- **Extract provided**
+++
In the previous topics, we discussed imaging technology and remote sensing systems. Once the data reach the ground, the next question is how to extract information from the images. We’ll begin with traditional photo-interpretation techniques, then move on to the manipulation of digital data.
There are two techniques involved in image processing for remote sensing: enhancing images for presentation and extracting information. Most work at the pixel level and many make use of scene statistics. If the data inhabit more than one spectral dimension (that is, if they have color), then a broad range of techniques can exploit their spectral character and extract information.
Traditional image analysis makes use of certain key elements of recognition, ten of which are developed here. The first four—size, shape, height, and shadow—are related to the geometry of objects in the scene.
Shape
Shape is one of the most useful elements of recognition. One classic shape-identified structure is the Pentagon, shown earlier in Fig. 3.7. In Fig. 3.6, shape alone can identify the airfield, though it is not well resolved. Other instantly recognizable shapes include oval racetracks and the pyramids of Egypt.
Size
Relative size is helpful in identifying objects, and mensuration, the absolute measure of size, is extremely useful in extracting information from imagery.For example, the Hen House radar sites (Fig. 1.4) display characteristic shapes and sizes.
Shadow
Shadows separate targets from background. They can also be used to measure height. See, for example, the Washington monument in Fig. 3.7(b).
Height (depth)
Height is generally derived from shadows in nadir-viewing imagery, but can be derived directly from more oblique views. Stereo imagery has been used to distinguish height in aerial photography and the original Corona imagery. Modern alternatives include LIDAR and interferometric synthetic-aperture radar (IFSAR).
Tone or color
Tone and color are the product of the target albedo and illumination.Consider the difference in tone between the runway (asphalt?) and adjacent regions in Fig. 1.16. The green regions on the south end of Coronado Island (Fig. 1.17) are distinguished from regions of similar brightness by color. On a larger scale, the distinction between dirt and vegetation in San Diego County can also be made by color (Fig. 1.13).
Figure 6.1 SA-2 SAM Base, KH-4 CORONA Product.
+++
- **Stored entries**
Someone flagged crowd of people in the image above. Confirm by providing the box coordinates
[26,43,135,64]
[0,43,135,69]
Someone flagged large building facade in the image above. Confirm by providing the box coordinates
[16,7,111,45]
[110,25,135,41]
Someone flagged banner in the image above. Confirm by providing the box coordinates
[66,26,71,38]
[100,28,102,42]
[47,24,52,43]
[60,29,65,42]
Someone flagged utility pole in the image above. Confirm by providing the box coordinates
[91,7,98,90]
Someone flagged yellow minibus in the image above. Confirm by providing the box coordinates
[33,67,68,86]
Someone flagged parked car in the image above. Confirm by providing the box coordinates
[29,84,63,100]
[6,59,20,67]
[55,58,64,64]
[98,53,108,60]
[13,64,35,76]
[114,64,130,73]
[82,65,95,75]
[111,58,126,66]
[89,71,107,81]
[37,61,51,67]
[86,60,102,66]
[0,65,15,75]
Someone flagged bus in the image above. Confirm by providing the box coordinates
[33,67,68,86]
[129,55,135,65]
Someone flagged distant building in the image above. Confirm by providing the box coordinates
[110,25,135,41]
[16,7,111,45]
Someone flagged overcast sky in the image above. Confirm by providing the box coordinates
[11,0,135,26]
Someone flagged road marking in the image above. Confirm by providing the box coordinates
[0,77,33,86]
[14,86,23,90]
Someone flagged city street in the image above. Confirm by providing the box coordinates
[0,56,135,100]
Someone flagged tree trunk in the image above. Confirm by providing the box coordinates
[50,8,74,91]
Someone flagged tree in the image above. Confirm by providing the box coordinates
+++
- **Aim of the task**
Change "remote sensing" to "earth observation" throughout the stretch of the image interpretation text from "In the previous" through "in the scene.", and give that stretch with the change made.

- **Solution to this task**
In the previous topics, we discussed imaging technology and earth observation systems. Once the data reach the ground, the next question is how to extract information from the images. We’ll begin with traditional photo-interpretation techniques, then move on to the manipulation of digital data.
There are two techniques involved in image processing for earth observation: enhancing images for presentation and extracting information. Most work at the pixel level and many make use of scene statistics. If the data inhabit more than one spectral dimension (that is, if they have color), then a broad range of techniques can exploit their spectral character and extract information.
Traditional image analysis makes use of certain key elements of recognition, ten of which are developed here. The first four—size, shape, height, and shadow—are related to the geometry of objects in the scene.